**Отрывок**
##############################

Я обратил внимание Ассановича на полное беззаконие такого требования, еще раз, по инициативе услужливого Беляева, втягивающего Ставку и армию в покровительство политике правительства. Пункт 6 ст. 4 Положения о военной цензуре гласит с совершенной ясностью: «Действию военной цензуры не подлежат публичные речи и доклады, произносимые во исполнение долга службы или обязанностей звания». Что может быть яснее, точнее и определеннее? Но Ассанович полагает, что законность должна здесь покориться видам правительства, которое не может считаться с мертвой буквой при живом государственном деле…
Ответы Беляеву вчера не даны.
► Речь (не отчет) Поливанова на открытии Думы составлял, в виде конспекта, генерал Борисов; начальник штаба одобрил ее с несколькими поправками и доложил царю.
► Когда Щербачев принимал VII армию, он выхлопотал себе помощника генерал-квартирмейстера и взял на эту должность моего знакомого полковника Черемисинова. Теперь эта должность упразднена, но Щербачев не отпускает его и хлопочет о производстве в генералы. Начальник штаба ответил, что этого нельзя сделать, «горько не обидев стоящих выше его 22 кандидатов».

##############################

**Данные**
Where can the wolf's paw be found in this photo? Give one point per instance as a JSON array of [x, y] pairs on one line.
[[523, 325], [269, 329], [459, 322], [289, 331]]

##############################

**Задания**
**A)** Перепишите часть отрывка от слов «Я обратил внимание» до слов «и доложил царю.» включительно, поменяв «Поливанова» на «Щербачева».
**B)** Перечислите в именительном падеже все фамилии людей, которые упоминаются в отрывке.

**Ответы**
**A)**
Я обратил внимание Ассановича на полное беззаконие такого требования, еще раз, по инициативе услужливого Беляева, втягивающего Ставку и армию в покровительство политике правительства. Пункт 6 ст. 4 Положения о военной цензуре гласит с совершенной ясностью: «Действию военной цензуры не подлежат публичные речи и доклады, произносимые во исполнение долга службы или обязанностей звания». Что может быть яснее, точнее и определеннее? Но Ассанович полагает, что законность должна здесь покориться видам правительства, которое не может считаться с мертвой буквой при живом государственном деле…
Ответы Беляеву вчера не даны.
► Речь (не отчет) Щербачева на открытии Думы составлял, в виде конспекта, генерал Борисов; начальник штаба одобрил ее с несколькими поправками и доложил царю.

**B)** Ассанович, Беляев, Поливанов, Борисов, Щербачев, Черемисинов